Le mot phare vient du mot latin pharus, dérivé du grec Pharos (φάρος), qui est le nom de l'île où se trouvait le phare d'Alexandrie. Cette origine est conservée dans beaucoup de langues, comme dans l'italien (faro), l'espagnol (également faro), le portugais (farol) et les langues scandinaves (fyr en norvégien, danois et suédois). Certaines langues comme l'anglais (lighthouse) l'allemand (Leuchtturm), le néerlandais (Vuurtoren), le russe (Маяк) ont préféré créer un nom composé expliquant clairement la fonction du phare.
Un phare est un système de signalisation employé, soit dans le domaine maritime (phare maritime), soit dans le domaine aéronautique (phare aéronautique).
Les phares maritimes ont été le premier moyen pour les navires de repérer les zones dangereuses et les ports. Le système de signalisation maritime est constitué d'un puissant système d'éclairage placé généralement en haut d'une tour. Placés près de la côte, ils permettaient aux navires de repérer la position des zones dangereuses et les ports maritimes. Aujourd'hui, avec les systèmes de positionnement modernes, leur utilisation se raréfie. Ainsi, il n'y a que 1 500 phares maritimes encore en service dans le monde. En France, le gouvernement a envisagé en 2011 de confier les 60 principaux phares de France au Conservatoire du littoral.

Listing:
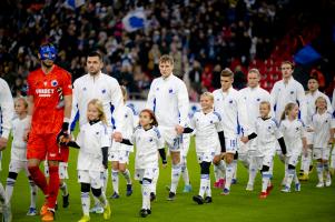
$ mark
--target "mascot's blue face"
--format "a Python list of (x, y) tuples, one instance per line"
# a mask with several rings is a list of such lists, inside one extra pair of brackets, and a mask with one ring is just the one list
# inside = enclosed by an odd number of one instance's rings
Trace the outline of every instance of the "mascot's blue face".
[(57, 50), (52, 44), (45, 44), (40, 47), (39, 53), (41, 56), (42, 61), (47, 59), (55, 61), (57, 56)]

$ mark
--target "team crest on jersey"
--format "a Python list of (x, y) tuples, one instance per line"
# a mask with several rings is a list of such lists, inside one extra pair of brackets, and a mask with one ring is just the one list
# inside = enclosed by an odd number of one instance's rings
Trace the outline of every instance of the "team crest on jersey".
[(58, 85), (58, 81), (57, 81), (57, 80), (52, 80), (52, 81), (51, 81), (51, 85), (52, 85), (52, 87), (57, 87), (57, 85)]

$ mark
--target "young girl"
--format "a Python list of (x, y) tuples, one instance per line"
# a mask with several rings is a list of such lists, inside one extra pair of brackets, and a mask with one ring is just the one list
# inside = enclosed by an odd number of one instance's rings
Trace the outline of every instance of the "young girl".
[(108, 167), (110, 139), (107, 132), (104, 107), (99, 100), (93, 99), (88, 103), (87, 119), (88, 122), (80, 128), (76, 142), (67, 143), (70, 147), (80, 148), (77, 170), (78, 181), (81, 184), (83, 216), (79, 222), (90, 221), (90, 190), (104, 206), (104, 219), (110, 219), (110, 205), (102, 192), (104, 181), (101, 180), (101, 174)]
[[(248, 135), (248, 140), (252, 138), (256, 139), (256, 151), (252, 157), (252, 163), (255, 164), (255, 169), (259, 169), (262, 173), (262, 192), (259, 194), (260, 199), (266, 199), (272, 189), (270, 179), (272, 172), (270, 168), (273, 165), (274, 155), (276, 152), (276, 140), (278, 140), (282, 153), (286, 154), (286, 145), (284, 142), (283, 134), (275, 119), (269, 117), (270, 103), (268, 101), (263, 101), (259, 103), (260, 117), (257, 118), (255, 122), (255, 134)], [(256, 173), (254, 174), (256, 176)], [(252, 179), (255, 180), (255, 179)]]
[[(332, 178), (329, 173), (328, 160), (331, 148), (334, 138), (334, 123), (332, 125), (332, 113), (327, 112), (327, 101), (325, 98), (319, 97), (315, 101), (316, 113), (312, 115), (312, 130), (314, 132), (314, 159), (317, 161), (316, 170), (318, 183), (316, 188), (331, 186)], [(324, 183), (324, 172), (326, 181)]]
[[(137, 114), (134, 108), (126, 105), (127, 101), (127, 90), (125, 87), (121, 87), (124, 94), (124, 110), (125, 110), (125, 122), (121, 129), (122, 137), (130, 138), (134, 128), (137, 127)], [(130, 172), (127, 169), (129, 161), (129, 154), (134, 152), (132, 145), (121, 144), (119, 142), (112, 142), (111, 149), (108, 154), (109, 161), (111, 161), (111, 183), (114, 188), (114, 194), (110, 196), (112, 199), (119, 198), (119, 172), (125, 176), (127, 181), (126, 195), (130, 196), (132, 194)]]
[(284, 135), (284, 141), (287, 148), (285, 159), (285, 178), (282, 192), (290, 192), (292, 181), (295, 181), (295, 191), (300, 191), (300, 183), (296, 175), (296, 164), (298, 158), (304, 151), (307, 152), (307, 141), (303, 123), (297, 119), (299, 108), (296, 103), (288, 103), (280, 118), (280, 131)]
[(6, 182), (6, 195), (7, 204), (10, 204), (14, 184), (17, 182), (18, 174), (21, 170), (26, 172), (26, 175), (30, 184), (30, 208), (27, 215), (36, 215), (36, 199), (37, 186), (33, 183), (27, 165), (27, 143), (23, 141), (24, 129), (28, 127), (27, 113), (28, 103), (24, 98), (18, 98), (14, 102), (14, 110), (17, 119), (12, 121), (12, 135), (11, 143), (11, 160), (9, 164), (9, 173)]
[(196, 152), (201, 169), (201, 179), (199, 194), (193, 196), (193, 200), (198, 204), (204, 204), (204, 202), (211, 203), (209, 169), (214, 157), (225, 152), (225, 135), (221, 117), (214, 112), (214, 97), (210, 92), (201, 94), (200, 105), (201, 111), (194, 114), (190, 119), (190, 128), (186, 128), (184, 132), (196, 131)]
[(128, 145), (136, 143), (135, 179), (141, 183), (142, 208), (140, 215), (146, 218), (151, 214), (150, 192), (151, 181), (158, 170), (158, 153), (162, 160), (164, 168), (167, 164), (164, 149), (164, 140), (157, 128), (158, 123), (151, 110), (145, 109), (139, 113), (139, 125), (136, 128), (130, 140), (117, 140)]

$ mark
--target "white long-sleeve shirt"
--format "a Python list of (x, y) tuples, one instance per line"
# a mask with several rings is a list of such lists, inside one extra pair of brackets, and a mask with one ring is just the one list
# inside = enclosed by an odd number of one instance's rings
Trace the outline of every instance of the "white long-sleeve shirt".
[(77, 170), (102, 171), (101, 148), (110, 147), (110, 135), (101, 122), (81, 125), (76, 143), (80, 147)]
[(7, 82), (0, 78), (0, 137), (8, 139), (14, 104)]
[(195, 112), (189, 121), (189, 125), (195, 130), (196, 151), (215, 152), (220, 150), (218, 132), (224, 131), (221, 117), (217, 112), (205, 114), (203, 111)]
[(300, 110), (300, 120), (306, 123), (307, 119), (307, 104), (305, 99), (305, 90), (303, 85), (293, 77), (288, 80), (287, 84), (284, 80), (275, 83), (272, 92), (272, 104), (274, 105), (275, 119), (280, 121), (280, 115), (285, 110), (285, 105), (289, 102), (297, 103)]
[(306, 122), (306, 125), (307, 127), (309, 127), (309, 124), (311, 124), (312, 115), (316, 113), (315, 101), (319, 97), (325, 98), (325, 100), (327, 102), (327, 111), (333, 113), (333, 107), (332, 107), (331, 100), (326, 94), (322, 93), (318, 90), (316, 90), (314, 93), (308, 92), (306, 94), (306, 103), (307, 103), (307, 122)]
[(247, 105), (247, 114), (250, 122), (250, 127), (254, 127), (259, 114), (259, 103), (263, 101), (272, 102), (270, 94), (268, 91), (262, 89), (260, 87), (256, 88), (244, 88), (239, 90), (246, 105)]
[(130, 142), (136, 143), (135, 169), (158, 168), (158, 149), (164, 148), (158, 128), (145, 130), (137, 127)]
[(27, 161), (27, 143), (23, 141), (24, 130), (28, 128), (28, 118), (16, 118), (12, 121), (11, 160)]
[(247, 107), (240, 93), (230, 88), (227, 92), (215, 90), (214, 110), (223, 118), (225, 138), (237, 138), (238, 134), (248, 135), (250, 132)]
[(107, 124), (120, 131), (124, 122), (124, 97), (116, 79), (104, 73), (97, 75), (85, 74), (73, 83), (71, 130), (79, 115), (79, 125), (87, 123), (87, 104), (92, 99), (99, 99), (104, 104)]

Travail à faire:
A: Dans la page sur les phares, relevez toutes les langues qui ont créé un nom composé pour désigner le phare, avec le terme correspondant.
B: Recopiez mot pour mot le passage de la page sur les phares qui commence par « Le mot phare » et se poursuit jusqu'à « fonction du phare. ».
C: Prolongez la page sur les phares à partir de sa dernière phrase.
Ce listing n'a aucun rapport avec la page sur les phares.

Résultats de l'exercice:
A:
- l'anglais : lighthouse
- l'allemand : Leuchtturm
- le néerlandais : Vuurtoren
- le russe : Маяк

B:
Le mot phare vient du mot latin pharus, dérivé du grec Pharos (φάρος), qui est le nom de l'île où se trouvait le phare d'Alexandrie. Cette origine est conservée dans beaucoup de langues, comme dans l'italien (faro), l'espagnol (également faro), le portugais (farol) et les langues scandinaves (fyr en norvégien, danois et suédois). Certaines langues comme l'anglais (lighthouse) l'allemand (Leuchtturm), le néerlandais (Vuurtoren), le russe (Маяк) ont préféré créer un nom composé expliquant clairement la fonction du phare.

C:
Un phare est un établissement de signalisation maritime sur support fixe comportant au moins deux critères parmi les quatre ci-dessous :
Fonction : établissement de grand atterrage ou de jalonnement;
Hauteur : établissement d'une hauteur totale au-dessus du sol de plus de 20 mètres ;
Intensité : établissement dont le feu est d'une intensité supérieure à 100 000 candélas ;
Infrastructure : établissement abritant dans son enceinte un ou plusieurs bâtiments du Bureau des Phares & Balises.
Les feux sont les autres établissements ne remplissant pas au moins deux des critères ci-dessus énumérés.
Les premiers phares maritimes sont apparus dans l'Antiquité avec le développement de la marine. Tout comme les amers naturels (montagnes, volcans, etc.), les phares antiques servaient pour signaler la côte et plus généralement l'entrée d'un port.
Six phares jalonnent la côte française à la fin du XVIIe siècle, 15 en 1770, année où l'allumage se fait encore par un feu de bois sur la plateforme (on utilise jusqu'à 700 kilogrammes de bois par nuit sur le phare de Chassiron à Oléron), on ne l'allume pas toutes les nuits. Le plus souvent, ils ne sont allumés qu'à l'approche d'un navire. La Compagnie Tourville-Sangrain installe la première lampe à huile munie d'un réflecteur sur le phare de Sète. Ce procédé se répand rapidement (phare de Saint-Mathieu, ...). On compte 15 phares l'utilisant en 1775. Les phares sont munis d'un réflecteur en cuivre argenté. La portée du phare de Planier (Marseille) atteint 28 kilomètres par beau temps.
Les lampes à huile étant peu puissantes, on multiplie les mèches, mais le résultat est décevant (en 1782, le phare de Cordouan est muni de 84 mèches). Un mécanisme d'horlogerie entraînant le système optique pour réaliser un phare à éclat est utilisé pour la première fois au phare de Dieppe en 1787. En 1791, le phare de Cordouan est équipé de 12 miroirs paraboliques. C'est le plus puissant du monde.
En 1792, les phares et balises sont nationalisés mais restent affermés à la Compagnie Tourville-Sangrain. En 1811, les phares passent du Ministère de la marine au Ministère de l'intérieur. En 1813, François Arago et Augustin Fresnel amélioreront la puissance des lampes à huile en munissant les becs de mèches concentriques alimentées par de l'huile sous pression. Les plus puissantes consommeront jusqu'à 750 grammes d'huile à l'heure.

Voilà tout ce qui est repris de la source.